(Location annotation dataset excerpts)
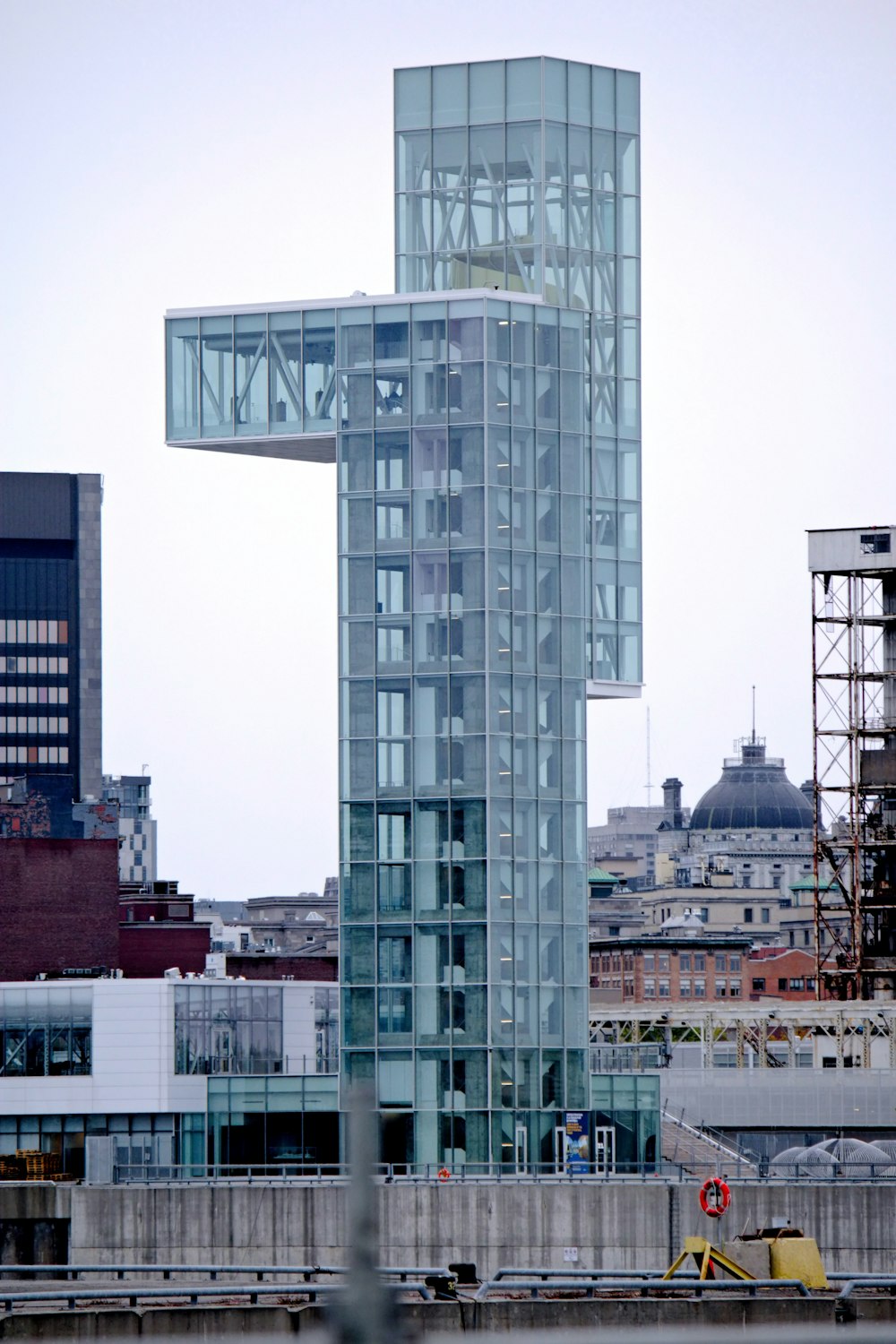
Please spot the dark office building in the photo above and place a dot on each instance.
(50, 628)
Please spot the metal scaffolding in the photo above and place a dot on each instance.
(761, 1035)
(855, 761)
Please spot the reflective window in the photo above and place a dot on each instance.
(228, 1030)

PROBLEM STATEMENT: Render the data above as a JSON array of strings with one string per line. Omit blank lines and leave out the picture lines.

ANSWER FOR THIS EXERCISE:
[
  "Please spot the dark office building in the photo above and place a dot on each instance.",
  "(50, 628)",
  "Please spot the metal scaffolding in the photo above and place a dot on each instance.",
  "(761, 1035)",
  "(855, 761)",
  "Please spot the reflective window in the photo above and place a dot on each instance.",
  "(228, 1030)"
]